** START OF Material for the task **

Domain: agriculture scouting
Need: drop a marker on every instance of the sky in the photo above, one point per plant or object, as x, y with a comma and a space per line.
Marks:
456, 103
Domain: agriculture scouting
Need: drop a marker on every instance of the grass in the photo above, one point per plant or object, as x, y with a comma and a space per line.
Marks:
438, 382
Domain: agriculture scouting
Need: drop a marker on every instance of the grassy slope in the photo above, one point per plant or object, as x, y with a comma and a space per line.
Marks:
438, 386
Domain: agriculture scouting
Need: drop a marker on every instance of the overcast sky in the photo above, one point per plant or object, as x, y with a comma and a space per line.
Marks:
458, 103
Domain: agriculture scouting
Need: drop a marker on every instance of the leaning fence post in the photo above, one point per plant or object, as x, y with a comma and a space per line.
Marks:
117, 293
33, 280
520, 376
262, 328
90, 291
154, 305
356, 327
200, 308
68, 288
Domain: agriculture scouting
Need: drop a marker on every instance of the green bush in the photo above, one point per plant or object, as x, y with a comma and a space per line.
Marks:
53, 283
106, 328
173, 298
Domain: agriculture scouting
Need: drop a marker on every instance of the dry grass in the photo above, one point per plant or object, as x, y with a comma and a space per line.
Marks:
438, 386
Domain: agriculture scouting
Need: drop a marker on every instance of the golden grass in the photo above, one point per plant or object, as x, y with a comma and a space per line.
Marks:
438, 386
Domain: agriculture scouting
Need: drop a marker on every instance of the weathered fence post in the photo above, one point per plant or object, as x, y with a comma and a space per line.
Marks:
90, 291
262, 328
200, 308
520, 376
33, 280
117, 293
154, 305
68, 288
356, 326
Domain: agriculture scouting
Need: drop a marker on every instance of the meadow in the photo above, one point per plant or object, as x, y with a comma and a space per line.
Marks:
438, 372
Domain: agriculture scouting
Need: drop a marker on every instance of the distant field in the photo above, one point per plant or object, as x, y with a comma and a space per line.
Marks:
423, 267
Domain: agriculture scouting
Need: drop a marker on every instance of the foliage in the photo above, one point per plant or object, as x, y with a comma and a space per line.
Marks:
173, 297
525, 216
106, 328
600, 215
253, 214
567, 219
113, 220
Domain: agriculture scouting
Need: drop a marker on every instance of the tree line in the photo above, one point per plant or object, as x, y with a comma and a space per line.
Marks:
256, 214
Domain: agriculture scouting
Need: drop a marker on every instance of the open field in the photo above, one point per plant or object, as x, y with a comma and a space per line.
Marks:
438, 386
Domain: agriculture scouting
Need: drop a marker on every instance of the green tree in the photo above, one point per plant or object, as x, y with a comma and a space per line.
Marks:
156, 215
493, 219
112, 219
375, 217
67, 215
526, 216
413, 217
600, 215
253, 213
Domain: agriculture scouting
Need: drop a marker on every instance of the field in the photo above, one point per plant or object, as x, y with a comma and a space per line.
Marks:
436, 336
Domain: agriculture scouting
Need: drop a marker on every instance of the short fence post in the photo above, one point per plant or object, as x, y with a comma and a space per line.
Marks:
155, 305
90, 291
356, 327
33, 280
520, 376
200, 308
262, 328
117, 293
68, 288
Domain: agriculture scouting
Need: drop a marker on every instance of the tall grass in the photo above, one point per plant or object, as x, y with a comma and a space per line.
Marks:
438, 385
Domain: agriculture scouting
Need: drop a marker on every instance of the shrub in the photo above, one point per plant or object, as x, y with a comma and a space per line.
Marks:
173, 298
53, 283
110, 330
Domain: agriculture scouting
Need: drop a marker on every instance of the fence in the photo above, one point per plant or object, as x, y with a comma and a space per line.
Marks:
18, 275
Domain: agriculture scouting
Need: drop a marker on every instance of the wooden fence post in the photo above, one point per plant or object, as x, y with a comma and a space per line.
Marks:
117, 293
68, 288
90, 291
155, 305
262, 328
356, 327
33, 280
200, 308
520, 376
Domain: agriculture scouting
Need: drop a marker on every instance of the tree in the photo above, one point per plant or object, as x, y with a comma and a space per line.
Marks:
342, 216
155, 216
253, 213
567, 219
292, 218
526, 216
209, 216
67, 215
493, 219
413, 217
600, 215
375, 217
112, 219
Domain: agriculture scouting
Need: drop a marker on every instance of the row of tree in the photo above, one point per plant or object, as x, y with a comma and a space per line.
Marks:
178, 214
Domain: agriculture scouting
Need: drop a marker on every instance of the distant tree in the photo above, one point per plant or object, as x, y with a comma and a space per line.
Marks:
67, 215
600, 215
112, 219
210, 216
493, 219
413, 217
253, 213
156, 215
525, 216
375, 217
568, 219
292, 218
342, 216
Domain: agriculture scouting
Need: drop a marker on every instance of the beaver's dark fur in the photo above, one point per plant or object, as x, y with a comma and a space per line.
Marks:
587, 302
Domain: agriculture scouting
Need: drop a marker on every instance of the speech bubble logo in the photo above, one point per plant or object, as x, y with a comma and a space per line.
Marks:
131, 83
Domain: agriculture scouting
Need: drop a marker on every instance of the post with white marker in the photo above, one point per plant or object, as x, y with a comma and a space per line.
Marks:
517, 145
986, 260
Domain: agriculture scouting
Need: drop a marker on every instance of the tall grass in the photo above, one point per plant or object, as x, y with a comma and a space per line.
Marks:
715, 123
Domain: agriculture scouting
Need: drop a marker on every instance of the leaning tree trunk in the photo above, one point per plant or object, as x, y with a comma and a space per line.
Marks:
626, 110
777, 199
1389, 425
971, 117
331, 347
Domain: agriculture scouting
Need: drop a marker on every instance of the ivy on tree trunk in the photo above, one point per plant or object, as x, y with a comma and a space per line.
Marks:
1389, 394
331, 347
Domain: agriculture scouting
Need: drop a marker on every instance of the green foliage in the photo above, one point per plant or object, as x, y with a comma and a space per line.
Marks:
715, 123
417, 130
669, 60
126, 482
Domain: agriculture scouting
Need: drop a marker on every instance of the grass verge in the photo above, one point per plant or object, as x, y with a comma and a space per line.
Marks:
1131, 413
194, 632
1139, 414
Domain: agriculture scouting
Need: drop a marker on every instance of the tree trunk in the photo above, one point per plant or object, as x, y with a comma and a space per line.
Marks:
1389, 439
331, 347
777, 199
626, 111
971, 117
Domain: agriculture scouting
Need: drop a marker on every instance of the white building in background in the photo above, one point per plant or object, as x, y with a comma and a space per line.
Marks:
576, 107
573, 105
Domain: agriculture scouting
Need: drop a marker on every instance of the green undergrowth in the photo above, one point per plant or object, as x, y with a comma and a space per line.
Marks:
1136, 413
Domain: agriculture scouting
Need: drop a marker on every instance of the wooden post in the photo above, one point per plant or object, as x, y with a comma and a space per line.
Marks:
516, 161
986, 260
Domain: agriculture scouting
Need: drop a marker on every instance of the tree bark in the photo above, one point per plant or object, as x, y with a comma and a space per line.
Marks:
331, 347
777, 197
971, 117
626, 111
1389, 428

** END OF Material for the task **

[Objective] Transcribe every entry verbatim.

[Full solution]
Domain: agriculture scouting
Need: drop a marker on every instance of the sky in the photo above, one point per plant or object, as x, y with a comma and a space per line.
Marks:
456, 103
Domain: agriculture scouting
Need: drop a marker on every instance of the grass in the photo above, one point per plant or object, as x, y with a comma and a space per line.
Marks:
438, 382
Domain: agriculture scouting
Need: drop a marker on every instance of the grassy slope in the photo above, one point per plant or object, as x, y with a comma and a space per line.
Marks:
438, 386
Domain: agriculture scouting
Need: drop a marker on every instance of the overcast sky in the photo above, one point per plant or object, as x, y with a comma and a space per line.
Marks:
458, 103
Domain: agriculture scouting
Need: drop a marker on every instance of the leaning fence post in the photo above, one point per plant or object, as x, y with a comma and a space per line.
Marks:
117, 293
33, 280
520, 376
262, 328
90, 291
154, 305
356, 327
200, 308
68, 288
Domain: agriculture scouting
Need: drop a marker on every instance of the green bush in the photo above, one point per plant or object, as x, y with a comma and a space per line.
Marks:
53, 283
106, 328
173, 298
Domain: agriculture scouting
Need: drop a marker on every instance of the dry grass in the photo above, one point per plant or object, as x, y with a comma and a space per line.
Marks:
438, 386
Domain: agriculture scouting
Need: drop a marker on every instance of the golden grass in the photo above, one point per plant or object, as x, y with a comma and a space per line.
Marks:
438, 386
Domain: agriculture scouting
Need: drop a marker on every instance of the weathered fence post in the photo above, one point per plant or object, as x, y with a comma and a space per line.
Marks:
90, 291
262, 328
200, 308
520, 376
33, 280
117, 293
154, 305
68, 288
356, 326
Domain: agriculture scouting
Need: drop a marker on every instance of the meadow in the photo above, one point per plant or object, as x, y with a comma and a space per line.
Marks:
438, 372
Domain: agriculture scouting
Need: drop a marker on every instance of the distant field in the photo above, one point per plant or object, as x, y with a comma and a space per line.
Marks:
423, 267
Domain: agriculture scouting
Need: drop a marker on every instance of the foliage in the photo above, one point per plant or object, as x, y with a comma and a space per line.
Marks:
173, 297
525, 216
106, 328
600, 215
253, 214
567, 219
113, 220
Domain: agriculture scouting
Need: drop a marker on every instance of the tree line in the photo above, one point per plant or object, as x, y with a comma and a space per line.
Marks:
256, 214
Domain: agriculture scouting
Need: drop a marker on every instance of the open field in the photo above, one point per plant or object, as x, y with a comma and a space per line.
Marks:
438, 386
Domain: agriculture scouting
Need: drop a marker on every instance of the green tree in the photo above, one point per plant or object, as x, y with a comma and a space per line.
Marks:
156, 215
493, 219
112, 219
375, 217
67, 215
526, 216
413, 217
600, 215
253, 213
Domain: agriculture scouting
Need: drop a marker on every instance of the field in the photo above, one point per plant or object, as x, y with a comma and a space per line.
Marks:
436, 336
Domain: agriculture scouting
Need: drop a marker on every instance of the short fence post in the photo above, one point per plant or object, as x, y with a comma and a space per line.
Marks:
155, 305
90, 291
356, 327
33, 280
520, 376
200, 308
262, 328
117, 293
68, 288
Domain: agriculture scouting
Need: drop a marker on every instance of the tall grass in the photo above, one point per plant or object, as x, y with a comma and a space per line.
Marks:
438, 385
Domain: agriculture scouting
Need: drop a marker on every instance of the shrub in the photo above, one point per plant or object, as x, y with a comma and a space per line.
Marks:
173, 298
53, 283
110, 330
Domain: agriculture scouting
Need: drop a marker on every instance of the fence in the photo above, one point per plant or object, as x, y with a comma and a space per line.
Marks:
18, 275
Domain: agriculture scouting
Need: drop a marker on every instance of the wooden fence post in the photo above, one point per plant or object, as x, y with a comma and a space per line.
Marks:
117, 293
68, 288
90, 291
155, 305
262, 328
356, 327
33, 280
200, 308
520, 376
Domain: agriculture scouting
Need: drop a marker on every instance of the tree in the photo above, one point per plant or object, as x, y with a comma and a space per line.
Marks:
342, 216
155, 216
253, 213
567, 219
292, 218
526, 216
209, 216
67, 215
493, 219
413, 217
600, 215
375, 217
112, 219
Domain: agriculture scouting
Need: drop a marker on every instance of the row of tree in the photo above, one point per plant or object, as x, y with a comma and a space per line.
Marks:
178, 214
Domain: agriculture scouting
Need: drop a marker on every instance of the distant tree in the photo above, one point per plant or object, as x, y with a comma and a space per line.
Marks:
67, 215
600, 215
112, 219
210, 216
493, 219
413, 217
253, 213
156, 215
525, 216
375, 217
568, 219
292, 218
342, 216
Domain: agriculture scouting
Need: drop a marker on every instance of the beaver's dark fur in the photo above, one point per plant or object, as x, y with a comma and a space per line.
Marks:
587, 302
Domain: agriculture scouting
Need: drop a marker on every instance of the speech bubble logo in the photo above, one point per plant or object, as x, y with a comma and a space per line.
Marks:
131, 83
Domain: agriculture scouting
Need: drop a marker on every instance of the post with white marker in the photo above, one point per plant or object, as x, y with a comma and a space per line.
Marks:
517, 145
986, 260
Domain: agriculture scouting
Need: drop a marker on every instance of the tall grass in the photo above, one point per plant or object, as x, y with a comma and a space per line.
Marks:
715, 123
Domain: agriculture scouting
Need: drop a marker on every instance of the leaning tree trunk in the photo above, one point per plant or object, as x, y with a comma and a space per line.
Marks:
626, 110
777, 199
1389, 425
971, 117
331, 347
Domain: agriculture scouting
Need: drop a marker on every instance of the ivy on tree trunk in the photo above, one point per plant or object, as x, y with a comma and a space per line.
Marks:
1389, 394
331, 347
Domain: agriculture scouting
Need: drop a marker on every instance of the green foliage in the photo above, one point per plant or object, as x, y with a comma and a space per line.
Marks:
715, 123
417, 130
669, 60
126, 482
Domain: agriculture scouting
Need: drop a marker on every instance of the grass verge in the photo above, one point per plant or object, as x, y with a comma and a space per line.
Marks:
1131, 413
194, 632
1139, 414
Domain: agriculture scouting
Need: drop a marker on every instance of the tree trunk in the photo above, one point per plant or object, as x, y with a comma and a space per line.
Marks:
1389, 439
331, 347
777, 199
626, 111
971, 117
Domain: agriculture scouting
Need: drop a marker on every instance of the white building in background in the photo above, one point per plant or object, as x, y with a comma and a space per line.
Marks:
576, 107
573, 105
Domain: agriculture scouting
Need: drop a marker on every instance of the green undergrowth in the photo above, one point per plant or object, as x, y with a comma and a space per line.
Marks:
1136, 413
Domain: agriculture scouting
Need: drop a marker on every instance of the wooden post in the photo above, one point per plant or object, as x, y with a comma and a space per line.
Marks:
516, 161
986, 260
Domain: agriculture scouting
Need: drop a marker on every instance of the tree bark in the photo above, one point per plant or object, as x, y with a comma and a space per line.
Marks:
331, 347
777, 197
971, 117
626, 111
1389, 428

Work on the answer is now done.